### GIVEN DATA
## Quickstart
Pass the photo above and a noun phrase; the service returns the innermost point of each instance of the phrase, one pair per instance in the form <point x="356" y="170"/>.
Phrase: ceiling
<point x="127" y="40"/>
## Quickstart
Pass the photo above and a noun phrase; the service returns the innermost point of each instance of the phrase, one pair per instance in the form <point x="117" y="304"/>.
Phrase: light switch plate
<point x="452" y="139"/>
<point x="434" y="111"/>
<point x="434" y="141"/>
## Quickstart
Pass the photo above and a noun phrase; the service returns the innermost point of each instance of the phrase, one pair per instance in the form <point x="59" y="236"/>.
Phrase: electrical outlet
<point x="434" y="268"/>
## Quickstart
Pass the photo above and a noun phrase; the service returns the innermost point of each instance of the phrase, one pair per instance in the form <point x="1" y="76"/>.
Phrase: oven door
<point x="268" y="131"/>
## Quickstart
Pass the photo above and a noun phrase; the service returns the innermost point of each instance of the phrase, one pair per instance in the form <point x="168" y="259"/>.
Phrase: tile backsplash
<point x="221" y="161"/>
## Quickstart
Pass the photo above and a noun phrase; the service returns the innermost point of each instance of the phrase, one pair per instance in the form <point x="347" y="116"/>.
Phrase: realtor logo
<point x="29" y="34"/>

### WORK INSTRUCTION
Retype all the data. Nothing may be left out or altered.

### WRITTEN RESPONSE
## Quickstart
Pass the photo above and a noun phrase; the service returns the innermost point of each instance of the phrase, one pair per instance in the form <point x="356" y="170"/>.
Phrase: ceiling
<point x="127" y="40"/>
## Quickstart
Pass the photo above and a noun phrase; the service returns the innermost point of each instance of the phrase, one pair per instance in the form <point x="117" y="304"/>.
Phrase: light switch plate
<point x="452" y="139"/>
<point x="434" y="111"/>
<point x="434" y="141"/>
## Quickstart
Pass the photo above and a noun phrase; the service returns the innermost point of each instance of the phrase, one pair per instance in the form <point x="59" y="236"/>.
Phrase: electrical outlet
<point x="434" y="268"/>
## Quickstart
Pass the photo above and a noun phrase; the service returns the innermost point of each instance of the phrase, one pair per instance in the form <point x="1" y="76"/>.
Phrase: oven door
<point x="268" y="131"/>
## Quickstart
Pass the photo above and a noun phrase; the service returns the innermost point of each instance of the phrase, one pair per instance in the form <point x="168" y="259"/>.
Phrase: tile backsplash
<point x="221" y="161"/>
## Quickstart
Pass the photo above and a noun phrase; the service returns the innermost point of each instance of the phrase, one pair per instance in the form <point x="347" y="116"/>.
Phrase: realtor logo
<point x="29" y="34"/>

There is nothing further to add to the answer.